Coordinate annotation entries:
====

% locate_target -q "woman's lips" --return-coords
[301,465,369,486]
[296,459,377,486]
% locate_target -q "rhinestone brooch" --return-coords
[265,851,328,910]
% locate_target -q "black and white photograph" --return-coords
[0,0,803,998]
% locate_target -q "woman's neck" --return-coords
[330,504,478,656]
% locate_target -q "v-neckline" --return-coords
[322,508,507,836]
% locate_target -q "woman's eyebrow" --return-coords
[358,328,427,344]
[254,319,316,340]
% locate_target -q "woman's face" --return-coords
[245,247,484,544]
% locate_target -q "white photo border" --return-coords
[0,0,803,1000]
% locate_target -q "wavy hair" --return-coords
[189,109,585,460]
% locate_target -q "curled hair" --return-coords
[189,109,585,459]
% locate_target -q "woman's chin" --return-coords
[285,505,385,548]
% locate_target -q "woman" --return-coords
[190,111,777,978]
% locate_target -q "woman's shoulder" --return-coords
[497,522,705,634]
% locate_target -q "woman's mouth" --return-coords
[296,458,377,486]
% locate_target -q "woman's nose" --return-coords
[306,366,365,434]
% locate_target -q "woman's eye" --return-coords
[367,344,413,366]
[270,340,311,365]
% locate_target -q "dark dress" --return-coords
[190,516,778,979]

====

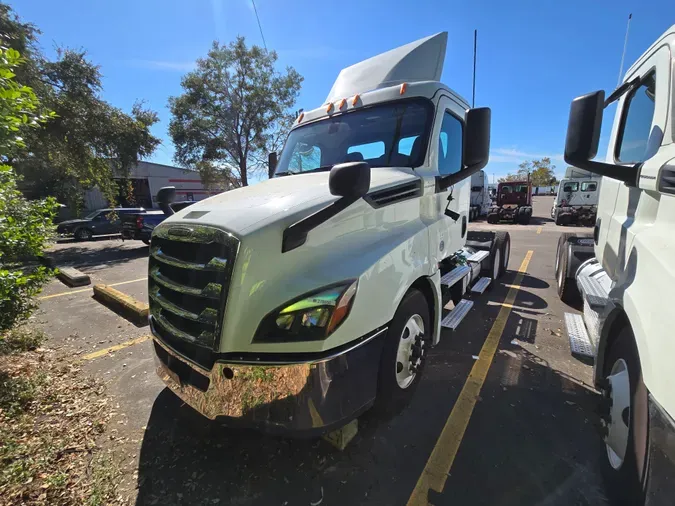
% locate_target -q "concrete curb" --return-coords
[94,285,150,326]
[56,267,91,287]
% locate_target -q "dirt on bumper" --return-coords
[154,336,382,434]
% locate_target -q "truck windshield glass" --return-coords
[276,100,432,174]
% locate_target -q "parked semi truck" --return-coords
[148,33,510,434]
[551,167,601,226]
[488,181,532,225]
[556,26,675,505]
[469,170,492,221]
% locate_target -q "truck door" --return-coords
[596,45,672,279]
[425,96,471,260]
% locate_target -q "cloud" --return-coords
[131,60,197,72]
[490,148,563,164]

====

● **Written instruction**
Extract every line above that contains the string "hair".

● **Output below**
% locate_target -q "wavy hair" --return-coords
% locate_target -q "curled hair" --return-coords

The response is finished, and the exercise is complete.